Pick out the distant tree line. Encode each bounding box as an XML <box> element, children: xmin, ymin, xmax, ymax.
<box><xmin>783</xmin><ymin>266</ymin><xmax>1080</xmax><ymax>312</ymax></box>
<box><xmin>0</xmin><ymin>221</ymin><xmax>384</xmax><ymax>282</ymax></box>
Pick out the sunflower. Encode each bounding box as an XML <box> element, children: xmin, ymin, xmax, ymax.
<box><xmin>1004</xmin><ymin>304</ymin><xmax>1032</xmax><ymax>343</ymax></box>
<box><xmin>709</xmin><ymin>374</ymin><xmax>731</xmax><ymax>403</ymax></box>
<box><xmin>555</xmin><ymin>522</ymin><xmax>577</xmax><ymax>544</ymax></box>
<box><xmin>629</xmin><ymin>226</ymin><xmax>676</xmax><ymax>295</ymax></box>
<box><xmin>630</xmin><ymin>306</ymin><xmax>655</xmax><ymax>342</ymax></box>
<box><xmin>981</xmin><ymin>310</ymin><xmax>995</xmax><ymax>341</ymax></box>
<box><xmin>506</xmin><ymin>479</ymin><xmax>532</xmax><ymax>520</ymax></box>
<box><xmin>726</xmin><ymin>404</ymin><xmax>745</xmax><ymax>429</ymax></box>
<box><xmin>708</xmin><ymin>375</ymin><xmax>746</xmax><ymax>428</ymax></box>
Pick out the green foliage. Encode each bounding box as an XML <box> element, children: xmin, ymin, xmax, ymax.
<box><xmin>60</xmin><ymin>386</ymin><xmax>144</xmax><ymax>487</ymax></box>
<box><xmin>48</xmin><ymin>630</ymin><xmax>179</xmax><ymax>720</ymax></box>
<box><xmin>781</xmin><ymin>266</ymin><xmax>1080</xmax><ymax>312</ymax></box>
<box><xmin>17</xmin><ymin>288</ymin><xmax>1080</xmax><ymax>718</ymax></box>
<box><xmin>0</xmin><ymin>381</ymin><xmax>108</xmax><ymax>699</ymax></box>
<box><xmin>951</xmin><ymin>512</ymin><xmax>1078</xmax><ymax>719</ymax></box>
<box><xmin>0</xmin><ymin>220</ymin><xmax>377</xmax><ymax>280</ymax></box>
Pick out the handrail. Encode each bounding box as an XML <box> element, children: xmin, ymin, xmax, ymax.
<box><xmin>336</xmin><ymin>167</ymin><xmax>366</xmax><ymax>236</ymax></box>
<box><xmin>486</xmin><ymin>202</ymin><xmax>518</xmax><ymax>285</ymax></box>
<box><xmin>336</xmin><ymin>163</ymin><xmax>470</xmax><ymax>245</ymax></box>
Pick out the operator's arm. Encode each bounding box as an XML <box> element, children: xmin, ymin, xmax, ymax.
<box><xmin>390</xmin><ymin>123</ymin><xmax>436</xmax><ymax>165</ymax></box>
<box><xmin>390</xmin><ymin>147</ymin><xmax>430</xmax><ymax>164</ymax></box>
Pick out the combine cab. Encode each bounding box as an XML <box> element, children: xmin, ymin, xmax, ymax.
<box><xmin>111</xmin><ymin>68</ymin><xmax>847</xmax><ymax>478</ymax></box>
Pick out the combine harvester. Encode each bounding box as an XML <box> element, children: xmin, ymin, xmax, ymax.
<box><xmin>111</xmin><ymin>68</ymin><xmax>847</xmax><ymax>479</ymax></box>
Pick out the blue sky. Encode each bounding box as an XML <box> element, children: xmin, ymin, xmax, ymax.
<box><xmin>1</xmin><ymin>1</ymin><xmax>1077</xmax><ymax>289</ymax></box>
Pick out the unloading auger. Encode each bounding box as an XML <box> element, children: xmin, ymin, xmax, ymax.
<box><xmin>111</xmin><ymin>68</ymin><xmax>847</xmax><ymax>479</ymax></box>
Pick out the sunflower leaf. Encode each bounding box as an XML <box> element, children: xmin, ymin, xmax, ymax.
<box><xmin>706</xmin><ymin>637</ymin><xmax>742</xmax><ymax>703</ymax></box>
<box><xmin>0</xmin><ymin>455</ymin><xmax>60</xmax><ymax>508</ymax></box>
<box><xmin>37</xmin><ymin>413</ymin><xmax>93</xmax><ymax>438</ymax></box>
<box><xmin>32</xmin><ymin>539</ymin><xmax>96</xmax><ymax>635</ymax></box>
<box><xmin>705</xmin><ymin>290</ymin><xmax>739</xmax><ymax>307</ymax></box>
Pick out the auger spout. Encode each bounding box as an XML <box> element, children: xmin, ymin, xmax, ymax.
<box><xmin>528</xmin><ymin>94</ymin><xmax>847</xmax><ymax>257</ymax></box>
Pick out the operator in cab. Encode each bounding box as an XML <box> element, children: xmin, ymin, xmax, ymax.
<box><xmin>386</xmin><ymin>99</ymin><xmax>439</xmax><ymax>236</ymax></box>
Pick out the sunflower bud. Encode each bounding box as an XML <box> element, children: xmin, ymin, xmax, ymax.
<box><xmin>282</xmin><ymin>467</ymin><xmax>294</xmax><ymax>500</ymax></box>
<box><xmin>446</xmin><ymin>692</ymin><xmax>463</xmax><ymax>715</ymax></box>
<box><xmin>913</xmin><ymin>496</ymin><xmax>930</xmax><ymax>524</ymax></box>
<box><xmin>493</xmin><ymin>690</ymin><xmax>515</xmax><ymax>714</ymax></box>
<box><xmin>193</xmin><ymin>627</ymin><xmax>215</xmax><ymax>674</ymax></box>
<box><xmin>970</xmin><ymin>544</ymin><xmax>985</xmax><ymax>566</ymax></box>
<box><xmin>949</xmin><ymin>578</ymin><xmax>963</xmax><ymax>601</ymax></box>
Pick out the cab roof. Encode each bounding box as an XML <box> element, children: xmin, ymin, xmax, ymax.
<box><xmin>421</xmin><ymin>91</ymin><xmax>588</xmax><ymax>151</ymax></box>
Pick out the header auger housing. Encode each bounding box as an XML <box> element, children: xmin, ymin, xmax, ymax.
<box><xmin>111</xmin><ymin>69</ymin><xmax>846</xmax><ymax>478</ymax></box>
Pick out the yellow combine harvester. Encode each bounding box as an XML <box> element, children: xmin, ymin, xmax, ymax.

::::::::

WHAT YOU ARE ASKED TO DO:
Provide an exact transcript of the lines from the one that holds "Pick out the header" through the final line of the data above.

SOLVED EXERCISE:
Pick out the header auger housing. Encode each bounding box as an XML <box> element, children: xmin, ymin, xmax, ymax.
<box><xmin>111</xmin><ymin>69</ymin><xmax>846</xmax><ymax>478</ymax></box>
Pick out the yellow combine harvester. Encode each bounding box as an XML <box> element, children: xmin, ymin, xmax, ymax.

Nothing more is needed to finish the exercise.